### Dataset excerpts
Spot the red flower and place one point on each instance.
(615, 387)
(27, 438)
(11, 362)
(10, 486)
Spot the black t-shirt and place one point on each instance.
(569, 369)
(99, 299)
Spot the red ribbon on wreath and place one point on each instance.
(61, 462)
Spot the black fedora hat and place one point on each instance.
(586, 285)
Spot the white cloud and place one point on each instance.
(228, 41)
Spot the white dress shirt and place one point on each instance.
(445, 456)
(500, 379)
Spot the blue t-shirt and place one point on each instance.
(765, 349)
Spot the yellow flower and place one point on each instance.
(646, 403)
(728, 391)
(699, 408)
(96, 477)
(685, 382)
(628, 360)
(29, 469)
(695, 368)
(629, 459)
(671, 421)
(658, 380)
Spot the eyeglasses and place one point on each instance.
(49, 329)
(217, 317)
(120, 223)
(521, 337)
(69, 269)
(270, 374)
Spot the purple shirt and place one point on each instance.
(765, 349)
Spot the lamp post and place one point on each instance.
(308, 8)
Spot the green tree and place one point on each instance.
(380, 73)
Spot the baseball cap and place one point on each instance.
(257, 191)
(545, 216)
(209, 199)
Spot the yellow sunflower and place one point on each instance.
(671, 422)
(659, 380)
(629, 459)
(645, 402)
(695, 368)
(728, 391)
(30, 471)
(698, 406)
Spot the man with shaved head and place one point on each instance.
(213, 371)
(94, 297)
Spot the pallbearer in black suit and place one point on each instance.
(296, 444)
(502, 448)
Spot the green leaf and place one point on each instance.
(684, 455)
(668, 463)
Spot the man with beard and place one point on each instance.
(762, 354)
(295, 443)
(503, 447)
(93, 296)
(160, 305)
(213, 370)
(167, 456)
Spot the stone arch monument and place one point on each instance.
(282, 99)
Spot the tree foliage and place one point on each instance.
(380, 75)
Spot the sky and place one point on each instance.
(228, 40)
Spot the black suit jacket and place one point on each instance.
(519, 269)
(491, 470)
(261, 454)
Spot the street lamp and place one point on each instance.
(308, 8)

### What the exercise asks
Your job is to give the listing again exactly as it was written.

### Answer space
Spot the red flower and place one point on each instance.
(615, 387)
(27, 438)
(11, 362)
(10, 486)
Spot the black t-shirt and place one point on each instance.
(569, 369)
(99, 299)
Spot the red ribbon on wreath and place one point on each instance.
(61, 462)
Spot the black fedora hat and place one point on each instance.
(586, 285)
Spot the white cloud and place one point on each instance.
(228, 41)
Spot the white dress shirt and place one point on each instance.
(445, 456)
(500, 379)
Spot the blue t-shirt and place one point on each instance.
(765, 349)
Spot the yellow flower and place one point on each instance.
(646, 403)
(728, 391)
(699, 408)
(96, 477)
(685, 382)
(628, 360)
(29, 469)
(695, 368)
(629, 459)
(671, 421)
(658, 380)
Spot the eyeglasses and place one point on each instance.
(49, 329)
(217, 317)
(120, 223)
(521, 337)
(69, 269)
(270, 374)
Spot the purple shirt and place one point on each instance.
(765, 349)
Spot the lamp post and place one point on each instance.
(308, 8)
Spot the green tree and place one point on each instance.
(380, 73)
Spot the baseball cap and place one point on each instance.
(257, 191)
(545, 216)
(209, 199)
Spot the yellow sunflower and place one point on each instance.
(671, 422)
(659, 380)
(629, 459)
(645, 402)
(695, 368)
(728, 391)
(30, 471)
(698, 406)
Spot the man with shaved head and place one point on each instance.
(213, 371)
(94, 297)
Spot the pallbearer in black suit and place one point on each instance.
(296, 444)
(502, 448)
Spot the green leaf and place one point on each instance.
(684, 455)
(668, 463)
Spot the man with beard and place one point on each instance.
(762, 354)
(295, 443)
(503, 447)
(93, 296)
(160, 305)
(213, 370)
(167, 456)
Spot the stone arch monument and place one point on each instance.
(282, 99)
Spot the tree foliage and place one point on each instance.
(380, 75)
Spot the sky and place one point on each instance.
(228, 40)
Spot the black suit jacket and place one point on each instance.
(519, 269)
(491, 470)
(261, 454)
Spot the street lamp and place one point on each instance.
(308, 8)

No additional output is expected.